BEGIN Source material

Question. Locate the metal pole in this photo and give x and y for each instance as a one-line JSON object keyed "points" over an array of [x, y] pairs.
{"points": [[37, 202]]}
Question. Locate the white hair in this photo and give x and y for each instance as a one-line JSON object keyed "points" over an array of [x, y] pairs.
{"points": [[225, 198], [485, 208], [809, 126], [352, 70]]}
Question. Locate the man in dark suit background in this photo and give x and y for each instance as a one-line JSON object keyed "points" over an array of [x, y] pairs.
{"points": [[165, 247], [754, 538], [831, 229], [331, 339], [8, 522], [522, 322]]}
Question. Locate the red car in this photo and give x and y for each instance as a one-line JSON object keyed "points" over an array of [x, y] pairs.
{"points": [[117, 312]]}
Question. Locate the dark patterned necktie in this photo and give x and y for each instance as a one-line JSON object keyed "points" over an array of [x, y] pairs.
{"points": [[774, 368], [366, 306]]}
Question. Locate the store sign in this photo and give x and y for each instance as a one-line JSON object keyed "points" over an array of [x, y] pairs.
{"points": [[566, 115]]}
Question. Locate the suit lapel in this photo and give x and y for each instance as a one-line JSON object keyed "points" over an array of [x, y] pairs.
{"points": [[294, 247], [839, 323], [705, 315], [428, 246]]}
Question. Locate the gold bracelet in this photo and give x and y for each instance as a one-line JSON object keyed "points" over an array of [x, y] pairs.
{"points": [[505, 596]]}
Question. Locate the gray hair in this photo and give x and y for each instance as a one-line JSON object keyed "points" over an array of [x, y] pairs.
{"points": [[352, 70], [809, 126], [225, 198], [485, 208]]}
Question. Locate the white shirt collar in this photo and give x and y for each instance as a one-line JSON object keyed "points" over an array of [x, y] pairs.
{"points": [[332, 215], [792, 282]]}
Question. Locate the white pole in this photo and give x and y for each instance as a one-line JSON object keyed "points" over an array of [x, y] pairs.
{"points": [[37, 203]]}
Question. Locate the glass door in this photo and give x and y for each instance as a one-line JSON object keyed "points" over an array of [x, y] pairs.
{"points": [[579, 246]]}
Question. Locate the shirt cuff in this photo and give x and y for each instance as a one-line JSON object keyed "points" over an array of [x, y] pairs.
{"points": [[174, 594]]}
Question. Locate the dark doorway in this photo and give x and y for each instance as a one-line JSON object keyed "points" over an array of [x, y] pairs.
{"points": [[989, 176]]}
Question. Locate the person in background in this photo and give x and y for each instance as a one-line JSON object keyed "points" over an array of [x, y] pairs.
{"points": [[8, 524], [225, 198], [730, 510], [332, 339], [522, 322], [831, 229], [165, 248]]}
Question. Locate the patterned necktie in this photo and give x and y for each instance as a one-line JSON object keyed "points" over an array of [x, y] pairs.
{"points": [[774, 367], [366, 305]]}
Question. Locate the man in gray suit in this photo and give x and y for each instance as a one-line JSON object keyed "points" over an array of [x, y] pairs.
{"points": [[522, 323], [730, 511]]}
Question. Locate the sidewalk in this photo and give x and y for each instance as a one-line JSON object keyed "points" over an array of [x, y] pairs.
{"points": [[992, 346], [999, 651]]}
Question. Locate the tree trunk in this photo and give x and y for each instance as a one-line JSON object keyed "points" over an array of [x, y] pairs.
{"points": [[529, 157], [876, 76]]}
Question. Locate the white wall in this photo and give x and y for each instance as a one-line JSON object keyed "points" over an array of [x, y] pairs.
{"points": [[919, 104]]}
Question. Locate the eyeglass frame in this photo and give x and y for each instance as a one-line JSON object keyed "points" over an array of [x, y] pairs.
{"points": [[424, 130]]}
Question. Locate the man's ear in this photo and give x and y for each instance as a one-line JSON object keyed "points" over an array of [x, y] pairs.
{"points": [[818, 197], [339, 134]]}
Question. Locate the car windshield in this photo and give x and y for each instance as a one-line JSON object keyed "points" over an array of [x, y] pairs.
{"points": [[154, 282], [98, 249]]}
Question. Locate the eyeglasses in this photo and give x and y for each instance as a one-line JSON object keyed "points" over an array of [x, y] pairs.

END Source material

- [What needs to be done] Repeat each record word for word. Do not leave any out.

- [Response area]
Question. Locate the metal pole in this photo and give x and y for each instance as a one-line JSON object keyed "points" over an array of [x, y] pairs.
{"points": [[37, 202]]}
Question. Locate the white hair in this photo and give x and y for each instance as a one-line JSON object keyed "points" over an array of [x, y] pairs.
{"points": [[225, 198], [485, 208], [809, 126], [352, 70]]}
Question. Locate the man in dark suit background in this photo and give x and y for each instance as a one-line JSON object keyed "points" over an array of [x, y] pairs.
{"points": [[165, 247], [754, 538], [831, 229], [331, 339], [8, 522], [522, 322]]}
Question. Locate the red car in this photo and give x and y for each instance as a one-line JSON object keyed "points" over an array of [x, y] pairs.
{"points": [[117, 312]]}
Question. Locate the dark patterned necktie in this photo and give x and y for each instance as a one-line JSON object keyed "points" over an array of [x, y] pairs.
{"points": [[774, 368], [366, 306]]}
Question. Locate the store sign in this photo and give x and y for each instance as a one-line JSON object keyed "points" over an array of [x, y] pairs.
{"points": [[566, 115]]}
Question. Locate the suit lapel in this photo and give x and y for each instance as a one-line JSON object keyed "points" over an array of [x, y] pairs.
{"points": [[294, 247], [839, 323], [705, 315], [428, 246]]}
Question. Locate the gold bracelet in this photo and give x and y for each instance as a one-line JSON object keyed "points" over an array of [x, y] pairs.
{"points": [[505, 596]]}
Question. Locate the gray hair in this photo and give x and y for each instance as a one-line JSON object keyed "points" over an array of [x, y] pairs.
{"points": [[352, 70], [809, 126], [225, 198], [485, 208]]}
Question. Locate the white shirt collar in this photo and give x and y for each instance as a one-line JSON object keyed "points" over an array of [x, y] pairs.
{"points": [[332, 215], [792, 282]]}
Question. Locate the white pole in this photo and give x and y for each instance as a one-line JSON object keyed "points" over an array of [x, y] pairs.
{"points": [[37, 203]]}
Question. Locate the glass door in this photo and give x and y for each instance as a one-line JSON object keyed "points" over an array of [x, y] pairs.
{"points": [[579, 246]]}
Question. Locate the shirt cuff in this photo and give x and y for each instance as a one-line JSON object keyed "points" over an array of [x, y] pairs.
{"points": [[174, 594]]}
Question. Locate the dark doorway in this photo and give x and y for each instance as a one-line JSON object keyed "points" over an array of [x, y] pairs.
{"points": [[989, 176]]}
Question. Locate the person in background in this photo and give x and y for each instance as a one-line JSON object keyed "points" over an array of [x, y] pairs.
{"points": [[8, 524], [225, 198], [730, 510], [332, 339], [522, 322], [831, 229], [165, 248]]}
Question. Locate the patterned necktie in this photo and give x and y for each instance as a one-line JSON object keyed "points" over an array of [x, y] pairs.
{"points": [[774, 367], [366, 305]]}
Question. Locate the man in gray suit in this photo and give x and y for each instance as a one-line JSON object keyed "points" over an array of [x, y] pairs.
{"points": [[522, 323], [730, 511]]}
Question. Locate the sidewalk in this photo and give x and y for each instance as a one-line JSON object keyed "points" over an array of [x, y] pairs.
{"points": [[992, 346], [999, 651]]}
Question. Locate the tree trunk in this photo and give x and y for each instance as a one-line JSON object keyed "points" over an array of [x, y] pairs.
{"points": [[529, 157], [876, 76]]}
Question. Locate the white wall in this photo and give x and y for each instance as a one-line JSON object keyed "points" over an array of [x, y] pairs.
{"points": [[919, 104]]}
Question. Locate the eyeglass frame in this photo and give x and y for each instance as a one-line JSON object keyed "points" over an array of [x, y] pairs.
{"points": [[424, 130]]}
Question. Locate the man's ear in this photo and give x and y for each instance as a one-line JSON object keyed "points" over an array of [x, y] pairs.
{"points": [[818, 197], [339, 134]]}
Question. Locate the car windshield in this photo and give x and y for each instance as a one-line JSON object keyed "points" over an array of [x, y] pairs.
{"points": [[154, 282], [98, 249]]}
Question. Locate the eyeglasses in this photo and give x and y for each instance as a one-line JSON object keyed "points" over an array of [x, y] pairs.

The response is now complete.